** Try it **
Each entry here is to be restated word for word.

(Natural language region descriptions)
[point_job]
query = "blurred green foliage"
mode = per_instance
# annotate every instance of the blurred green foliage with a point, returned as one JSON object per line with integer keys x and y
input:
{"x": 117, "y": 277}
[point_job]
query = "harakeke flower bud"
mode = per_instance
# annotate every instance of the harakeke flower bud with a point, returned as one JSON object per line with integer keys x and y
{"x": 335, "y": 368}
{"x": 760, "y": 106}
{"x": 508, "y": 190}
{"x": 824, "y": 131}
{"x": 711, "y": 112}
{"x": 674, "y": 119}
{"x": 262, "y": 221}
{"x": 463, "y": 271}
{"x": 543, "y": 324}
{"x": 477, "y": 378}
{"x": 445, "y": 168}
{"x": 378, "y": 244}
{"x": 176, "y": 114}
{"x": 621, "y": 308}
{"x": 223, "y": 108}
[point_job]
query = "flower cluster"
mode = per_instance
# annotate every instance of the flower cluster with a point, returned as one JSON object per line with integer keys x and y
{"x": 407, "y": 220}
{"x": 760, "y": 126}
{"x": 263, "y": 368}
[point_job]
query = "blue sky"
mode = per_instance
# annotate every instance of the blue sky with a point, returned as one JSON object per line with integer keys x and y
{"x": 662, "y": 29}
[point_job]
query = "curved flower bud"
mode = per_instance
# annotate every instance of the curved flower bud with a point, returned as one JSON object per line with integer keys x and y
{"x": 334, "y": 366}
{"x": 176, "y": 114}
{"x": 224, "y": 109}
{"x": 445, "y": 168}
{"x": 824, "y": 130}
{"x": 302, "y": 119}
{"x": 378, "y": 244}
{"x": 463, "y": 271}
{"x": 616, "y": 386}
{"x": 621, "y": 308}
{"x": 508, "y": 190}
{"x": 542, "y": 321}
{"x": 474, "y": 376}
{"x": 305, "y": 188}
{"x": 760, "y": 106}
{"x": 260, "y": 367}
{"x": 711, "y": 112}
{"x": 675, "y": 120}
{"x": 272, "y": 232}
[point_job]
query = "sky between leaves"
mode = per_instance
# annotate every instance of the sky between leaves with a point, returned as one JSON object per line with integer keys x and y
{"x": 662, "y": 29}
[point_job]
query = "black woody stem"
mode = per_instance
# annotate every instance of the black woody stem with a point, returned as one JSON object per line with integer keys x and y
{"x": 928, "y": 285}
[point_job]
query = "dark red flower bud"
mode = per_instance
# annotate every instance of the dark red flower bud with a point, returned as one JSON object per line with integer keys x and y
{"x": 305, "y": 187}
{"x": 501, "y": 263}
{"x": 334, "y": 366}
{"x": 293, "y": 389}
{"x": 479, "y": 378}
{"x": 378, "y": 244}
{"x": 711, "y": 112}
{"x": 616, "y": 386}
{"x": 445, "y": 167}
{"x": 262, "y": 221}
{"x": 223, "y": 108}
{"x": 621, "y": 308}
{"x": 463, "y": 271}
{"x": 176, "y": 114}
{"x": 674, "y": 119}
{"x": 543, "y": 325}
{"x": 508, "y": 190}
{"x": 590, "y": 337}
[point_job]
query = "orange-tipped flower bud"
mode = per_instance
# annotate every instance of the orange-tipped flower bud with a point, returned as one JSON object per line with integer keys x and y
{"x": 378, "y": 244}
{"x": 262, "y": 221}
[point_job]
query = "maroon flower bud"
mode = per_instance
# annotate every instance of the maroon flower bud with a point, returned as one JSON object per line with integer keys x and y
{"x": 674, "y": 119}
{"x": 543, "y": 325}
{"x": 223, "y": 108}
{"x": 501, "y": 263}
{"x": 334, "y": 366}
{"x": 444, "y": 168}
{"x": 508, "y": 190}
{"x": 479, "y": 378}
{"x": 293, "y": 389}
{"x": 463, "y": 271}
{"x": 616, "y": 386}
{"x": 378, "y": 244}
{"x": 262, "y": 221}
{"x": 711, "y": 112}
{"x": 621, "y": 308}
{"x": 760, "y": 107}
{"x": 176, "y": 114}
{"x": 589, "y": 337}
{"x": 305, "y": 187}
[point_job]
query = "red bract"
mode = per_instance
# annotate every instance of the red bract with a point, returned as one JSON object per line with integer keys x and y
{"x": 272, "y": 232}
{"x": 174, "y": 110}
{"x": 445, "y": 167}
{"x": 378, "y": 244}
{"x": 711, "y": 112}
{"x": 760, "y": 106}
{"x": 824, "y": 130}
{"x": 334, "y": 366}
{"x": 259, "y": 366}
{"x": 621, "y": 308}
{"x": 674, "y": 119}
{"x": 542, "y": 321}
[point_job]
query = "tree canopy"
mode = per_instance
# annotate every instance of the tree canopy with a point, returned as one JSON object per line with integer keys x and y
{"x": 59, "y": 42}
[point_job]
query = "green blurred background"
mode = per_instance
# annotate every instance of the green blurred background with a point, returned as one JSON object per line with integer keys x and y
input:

** Exercise solution **
[point_job]
query = "blurred green foliage"
mode = per_instance
# annotate every instance of the blurred green foliage with a point, returned as one JSON object per line with integer keys x and y
input:
{"x": 117, "y": 277}
[point_job]
query = "harakeke flower bud"
mode = per_instance
# annotate every instance of the harakeke flower bud with a point, returned as one JSON object per line with integer keys x and y
{"x": 335, "y": 368}
{"x": 760, "y": 106}
{"x": 508, "y": 190}
{"x": 824, "y": 131}
{"x": 711, "y": 112}
{"x": 674, "y": 119}
{"x": 262, "y": 221}
{"x": 463, "y": 271}
{"x": 543, "y": 324}
{"x": 477, "y": 378}
{"x": 445, "y": 168}
{"x": 378, "y": 244}
{"x": 176, "y": 114}
{"x": 621, "y": 308}
{"x": 223, "y": 108}
[point_job]
query = "flower cluster"
mode = per_instance
# annotate every instance of the flower cluster with a point, returned as one JSON object per line with integer keys x and y
{"x": 407, "y": 220}
{"x": 760, "y": 126}
{"x": 263, "y": 368}
[point_job]
query = "blue sky"
mode = per_instance
# annotate every instance of the blue sky with a point, returned as one JSON object per line with integer keys x and y
{"x": 662, "y": 29}
[point_job]
query = "curved flower bud"
mode = per_instance
# annotate every instance of the curved flower bud with a point, returned as one JSON object per line with integer keys x and y
{"x": 334, "y": 366}
{"x": 176, "y": 114}
{"x": 224, "y": 109}
{"x": 445, "y": 168}
{"x": 824, "y": 130}
{"x": 302, "y": 119}
{"x": 378, "y": 244}
{"x": 463, "y": 271}
{"x": 616, "y": 386}
{"x": 621, "y": 308}
{"x": 508, "y": 190}
{"x": 542, "y": 321}
{"x": 474, "y": 376}
{"x": 305, "y": 188}
{"x": 760, "y": 106}
{"x": 260, "y": 367}
{"x": 711, "y": 112}
{"x": 675, "y": 120}
{"x": 272, "y": 232}
[point_job]
query = "sky between leaves"
mode = per_instance
# annotate every instance of the sky between leaves with a point, returned as one JSON object per line with integer keys x and y
{"x": 662, "y": 29}
[point_job]
query = "black woody stem"
mode = per_instance
# annotate every instance of the black woody stem with a point, returned as one JSON object per line with integer keys x and y
{"x": 928, "y": 285}
[point_job]
query = "dark red flower bud"
mode = per_instance
# annotate every instance of the dark red flower bud with a point, returned as one JSON object per line with integer keys x and y
{"x": 305, "y": 187}
{"x": 501, "y": 263}
{"x": 334, "y": 366}
{"x": 293, "y": 389}
{"x": 479, "y": 378}
{"x": 378, "y": 244}
{"x": 711, "y": 112}
{"x": 616, "y": 386}
{"x": 445, "y": 167}
{"x": 262, "y": 221}
{"x": 223, "y": 108}
{"x": 621, "y": 308}
{"x": 463, "y": 271}
{"x": 176, "y": 114}
{"x": 674, "y": 119}
{"x": 543, "y": 325}
{"x": 508, "y": 190}
{"x": 590, "y": 337}
[point_job]
query = "orange-tipped flower bud"
mode = per_instance
# annotate every instance of the orange-tipped flower bud with a point, returned as one JSON object per line with integer keys x and y
{"x": 378, "y": 244}
{"x": 262, "y": 221}
[point_job]
query = "maroon flower bud"
mode = per_instance
# annotate every instance of the maroon flower bud with a point, returned as one JSON object per line with integer keys x and y
{"x": 674, "y": 119}
{"x": 543, "y": 325}
{"x": 223, "y": 108}
{"x": 501, "y": 263}
{"x": 334, "y": 366}
{"x": 444, "y": 168}
{"x": 508, "y": 190}
{"x": 479, "y": 378}
{"x": 293, "y": 389}
{"x": 463, "y": 271}
{"x": 616, "y": 386}
{"x": 378, "y": 244}
{"x": 262, "y": 221}
{"x": 711, "y": 112}
{"x": 621, "y": 308}
{"x": 760, "y": 107}
{"x": 176, "y": 114}
{"x": 589, "y": 337}
{"x": 305, "y": 187}
[point_job]
query = "red bract"
mode = per_instance
# annotate every instance of the red bract with a point, returned as one JSON object per line with integer keys x and y
{"x": 272, "y": 232}
{"x": 174, "y": 110}
{"x": 445, "y": 167}
{"x": 378, "y": 244}
{"x": 711, "y": 112}
{"x": 760, "y": 106}
{"x": 824, "y": 130}
{"x": 334, "y": 366}
{"x": 259, "y": 366}
{"x": 621, "y": 308}
{"x": 674, "y": 119}
{"x": 542, "y": 321}
[point_job]
query = "tree canopy"
mode = per_instance
# annotate every instance of the tree canopy with a point, returned as one JSON object per line with integer keys x and y
{"x": 59, "y": 42}
[point_job]
query = "green blurred background"
mode = per_instance
# annotate every instance of the green blurred background with a point, returned as one JSON object per line with integer keys x and y
input:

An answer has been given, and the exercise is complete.